▸ Objective A
In the tank-build thread, how long must pass between coats of sealer?

Update: The tank is now outside, laying on its back. Monday i will start sealing, i don't think i will get the last coat on until Tues, as it has to have at least 4 hours between coats. But it on its way to being done....finally


----------



## Alasse

1 coat on.....2 more to go (4 hours drying in between coats). Loving how easy it is to apply, and how easy it is to remove overspray (did a test area lol, but tank is not fully cleaned up yet)



In tank looking from one end to the other


----------



## Alasse

We have pics!!

The now painted back (very exciting i know lol....not)


The inside now fully sealed (it will lighten up a bit under tank lights)


----------



## Alasse

Ok update time

Decided i wanted to paint the stand black, While I was waiting. Now just waiting for it to dry so that the stand/tank can be placed in the new spot (which is all ready and waiting). The new tanks that will be going underneath will hopefully be finalized this week also

*In regards to its new spot - I've decided to move it due to the weight that will be on the floor along the wall it was sitting. There is another large tank beside it there and their combined weight would be close to 1 ton, makes me nervous on floor boards. So to give me piece of mind, it is moving to another part of the house.

Stand is in place (i can move that on my own), now just gotta wait for my hubby and son to be home at the same time to move the tank


----------



## Alasse

The stand in place and waiting for the tank


----------



## Alasse

Soooooo, guess what......



Yep finally, the tank is now inside. I just gotta do a glass wipe (some oxide on it) and make sure its somewhat level and then i can fill er up!


----------



## Alasse

So substrate in and filled


----------



## hotwingz

So cool! Congrats.


----------



## chenowethpm

Looks real nice! It's going to look amazing with all the fish and plants and whatever is going in it. I'm interested to know about your sealant and whether or not the cement will leach stuff into the water.


----------



## Alasse

Thanx guys 

The cement should not leach anything because it is fully sealed. Having said that the tank will be put through a testing stage for a week to be sure, as this is the 1st time I've used this product.

I'm not keen on stating what the sealer is for a little while, I want to be sure it can do the job required, which I am sure it will. But time is needed to be sure


----------



## rtmaston

that is really cool.i would love to do that in my tank.can you give a list of stuff used and where to find it.thank for the steps.


----------



## Alasse

Started adding a bit of decor, wont be very much. Will be adding some plants to this at some stage. Added about 30-40 endlers and about 10 cherry shrimp (yep these will become food for the final inhabitants

The new tanks underneath


I priced a new canister for this today, pricey, but more than able to do the job. Just gotta save up the pennies to buy it lol


----------



## sephnroth

excellent work


----------



## P51Mustang

That is beautiful!!! Do you want to do mine now? LOL


----------



## Alasse

Thanks guys

I'm in the process of doing another tank of mine 

Update on this tank: Nowhere near finished, will change a bit once more wood like the original piece is found. But a bit more added to pretty it up some


----------



## hotwingz

Wow!


----------



## Alasse

Update


----------



## Alasse

Updated pic


----------



## Fadil13

Please God - give me some of that - Patience is such a precious gift that I've spent decades seeking, and yet to find..lol When you find it - You can create something this Beautiful.. Great Job!

▸ Given information

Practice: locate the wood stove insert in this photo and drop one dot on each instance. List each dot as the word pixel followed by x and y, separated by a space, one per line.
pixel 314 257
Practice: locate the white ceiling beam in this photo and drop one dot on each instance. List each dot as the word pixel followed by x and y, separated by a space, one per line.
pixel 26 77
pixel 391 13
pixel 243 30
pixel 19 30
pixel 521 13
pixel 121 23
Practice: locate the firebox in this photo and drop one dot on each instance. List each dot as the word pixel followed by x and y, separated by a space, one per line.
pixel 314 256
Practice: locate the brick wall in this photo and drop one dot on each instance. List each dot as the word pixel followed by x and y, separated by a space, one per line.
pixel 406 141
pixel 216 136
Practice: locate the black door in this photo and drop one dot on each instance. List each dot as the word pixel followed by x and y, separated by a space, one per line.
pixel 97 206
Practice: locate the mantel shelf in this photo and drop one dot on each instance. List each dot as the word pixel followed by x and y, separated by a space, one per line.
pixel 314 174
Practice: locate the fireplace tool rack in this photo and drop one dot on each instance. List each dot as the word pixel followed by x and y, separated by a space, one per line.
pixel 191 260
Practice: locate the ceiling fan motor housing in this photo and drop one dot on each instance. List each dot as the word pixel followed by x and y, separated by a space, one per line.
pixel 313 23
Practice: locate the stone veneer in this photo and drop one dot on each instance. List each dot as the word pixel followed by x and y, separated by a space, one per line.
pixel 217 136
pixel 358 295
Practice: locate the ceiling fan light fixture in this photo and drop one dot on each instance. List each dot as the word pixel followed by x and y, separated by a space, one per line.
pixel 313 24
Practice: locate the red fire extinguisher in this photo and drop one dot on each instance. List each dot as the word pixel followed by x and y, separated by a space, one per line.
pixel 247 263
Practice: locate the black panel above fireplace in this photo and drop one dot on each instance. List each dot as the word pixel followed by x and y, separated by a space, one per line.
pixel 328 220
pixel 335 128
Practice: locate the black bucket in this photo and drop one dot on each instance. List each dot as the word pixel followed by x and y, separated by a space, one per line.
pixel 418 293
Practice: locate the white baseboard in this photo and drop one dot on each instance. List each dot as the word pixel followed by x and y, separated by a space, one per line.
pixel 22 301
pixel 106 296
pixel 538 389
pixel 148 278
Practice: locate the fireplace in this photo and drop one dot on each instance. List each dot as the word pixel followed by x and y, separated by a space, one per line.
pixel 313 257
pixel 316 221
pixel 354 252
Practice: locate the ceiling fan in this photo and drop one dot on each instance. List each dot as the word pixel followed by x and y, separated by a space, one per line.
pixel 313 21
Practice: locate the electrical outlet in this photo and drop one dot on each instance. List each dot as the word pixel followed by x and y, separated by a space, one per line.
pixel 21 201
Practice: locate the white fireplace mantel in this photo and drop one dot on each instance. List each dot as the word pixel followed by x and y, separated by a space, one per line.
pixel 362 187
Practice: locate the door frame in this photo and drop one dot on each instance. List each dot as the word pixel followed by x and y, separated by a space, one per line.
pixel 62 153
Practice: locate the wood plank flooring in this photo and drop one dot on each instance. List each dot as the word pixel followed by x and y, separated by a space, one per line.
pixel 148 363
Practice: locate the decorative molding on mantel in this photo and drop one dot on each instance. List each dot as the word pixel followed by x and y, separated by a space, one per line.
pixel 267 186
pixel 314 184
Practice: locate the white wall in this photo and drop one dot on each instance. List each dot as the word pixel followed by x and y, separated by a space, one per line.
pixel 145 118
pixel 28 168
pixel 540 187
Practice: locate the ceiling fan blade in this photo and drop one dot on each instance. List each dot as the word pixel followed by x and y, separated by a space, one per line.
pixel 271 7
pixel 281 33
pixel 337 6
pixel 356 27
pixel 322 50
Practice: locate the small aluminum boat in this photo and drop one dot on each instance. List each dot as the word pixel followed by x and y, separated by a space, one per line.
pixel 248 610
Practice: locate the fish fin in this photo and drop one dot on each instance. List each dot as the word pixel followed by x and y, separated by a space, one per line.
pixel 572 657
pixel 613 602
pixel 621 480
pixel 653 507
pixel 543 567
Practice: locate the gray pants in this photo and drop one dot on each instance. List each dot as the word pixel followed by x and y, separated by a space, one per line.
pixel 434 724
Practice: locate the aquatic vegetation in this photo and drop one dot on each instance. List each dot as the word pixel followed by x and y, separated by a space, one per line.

▸ Objective B
Please format the entries as a numbered list without blank lines, starting at the first line of the entries and ending at the line that contains "pixel 314 257", both included.

▸ Task response A
At least 4 hours.

▸ Task response B
1. Practice: locate the wood stove insert in this photo and drop one dot on each instance. List each dot as the word pixel followed by x and y, separated by a space, one per line.
2. pixel 314 257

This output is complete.